It has stated that the funds raised will all be invested in “new productive infrastructure” including a major urban rail upgrade and road construction. The government’s remaining 51 per cent share will then be placed into a statutory asset management fund, similar to the federal government’s Future Fund. This is with the intention of funding future liabilities of the state government. The government has also said that Essential Energy (the network business serving rural NSW) will remain entirely government owned.

The NSW Government is spruiking the sale to voters on the basis it will lower electricity prices. And in support of this claim is using a report from EY, formerly Ernst & Young, showing lower network price rises in Victoria and South Australia since these networks were privatised compared to NSW and Queensland.

Indeed, in an amazing turnaround the NSW Government is now emphasising that the doubling in electricity price rises since 2007 was largely due to mismanagement of network businesses, with the carbon price and Renewable Energy Target playing just a small part.

Meanwhile, on the other side you’ve got Labor leader John Robertson and union allies suggesting that households will suffer blackouts and price rises as a result of the part-privatisation.

As usual in such debates there’s a fair bit of cherry picking of the numbers to suit each side’s point of view, but Robertson is mounting a baseless scare campaign.

When you boil it all down, the odds are that privatisation should over the longer term lead to more efficient provision of network services without a material loss of reliability, because you no longer have government presiding as both the poacher (network business owner) and the game keeper (regulator).
_____
DIRECTIONS FOR THIS TASK -
Answer these questions using the passage on the NSW electricity network sale:
(a) Where will the government's remaining 51 per cent share be placed?
(b) Whose report does the NSW Government cite to support its claim that the sale will lower electricity prices?
(c) According to Labor leader John Robertson and union allies, what will households suffer as a result of the part-privatisation?
The listing that comes next has no connection to the text above.
_____
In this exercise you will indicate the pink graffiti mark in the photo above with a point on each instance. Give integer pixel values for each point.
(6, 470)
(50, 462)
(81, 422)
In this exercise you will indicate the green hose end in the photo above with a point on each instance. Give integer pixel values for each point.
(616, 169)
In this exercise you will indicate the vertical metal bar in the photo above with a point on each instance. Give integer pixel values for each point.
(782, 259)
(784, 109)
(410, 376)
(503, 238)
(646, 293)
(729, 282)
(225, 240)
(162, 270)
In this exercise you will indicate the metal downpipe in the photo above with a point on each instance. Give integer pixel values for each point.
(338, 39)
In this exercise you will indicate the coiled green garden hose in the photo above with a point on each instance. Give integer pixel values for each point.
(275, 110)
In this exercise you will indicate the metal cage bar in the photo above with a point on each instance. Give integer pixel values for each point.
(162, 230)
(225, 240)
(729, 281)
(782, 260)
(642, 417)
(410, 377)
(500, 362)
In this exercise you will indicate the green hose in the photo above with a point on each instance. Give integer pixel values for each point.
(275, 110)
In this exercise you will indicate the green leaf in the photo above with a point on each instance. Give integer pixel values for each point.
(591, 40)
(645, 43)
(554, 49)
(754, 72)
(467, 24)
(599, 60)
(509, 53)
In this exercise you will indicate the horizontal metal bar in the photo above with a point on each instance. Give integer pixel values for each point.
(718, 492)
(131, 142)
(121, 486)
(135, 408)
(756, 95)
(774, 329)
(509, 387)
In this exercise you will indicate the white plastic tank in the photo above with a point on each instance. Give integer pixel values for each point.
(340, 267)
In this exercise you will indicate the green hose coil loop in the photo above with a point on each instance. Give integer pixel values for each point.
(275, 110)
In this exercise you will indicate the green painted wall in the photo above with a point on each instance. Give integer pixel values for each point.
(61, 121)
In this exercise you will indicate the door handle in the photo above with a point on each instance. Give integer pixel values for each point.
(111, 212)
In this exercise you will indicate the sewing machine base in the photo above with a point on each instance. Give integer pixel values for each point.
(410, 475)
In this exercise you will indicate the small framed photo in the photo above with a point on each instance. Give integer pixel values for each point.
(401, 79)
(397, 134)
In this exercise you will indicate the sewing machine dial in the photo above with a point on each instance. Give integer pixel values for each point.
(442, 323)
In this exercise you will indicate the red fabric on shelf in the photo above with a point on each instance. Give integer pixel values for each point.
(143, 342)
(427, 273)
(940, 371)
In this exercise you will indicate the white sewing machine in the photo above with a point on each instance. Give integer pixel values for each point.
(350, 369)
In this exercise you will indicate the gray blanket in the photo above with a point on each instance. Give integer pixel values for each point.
_____
CORRECT OUTPUT -
(a) In a statutory asset management fund, similar to the federal government's Future Fund.
(b) A report from EY, formerly Ernst & Young.
(c) Blackouts and price rises.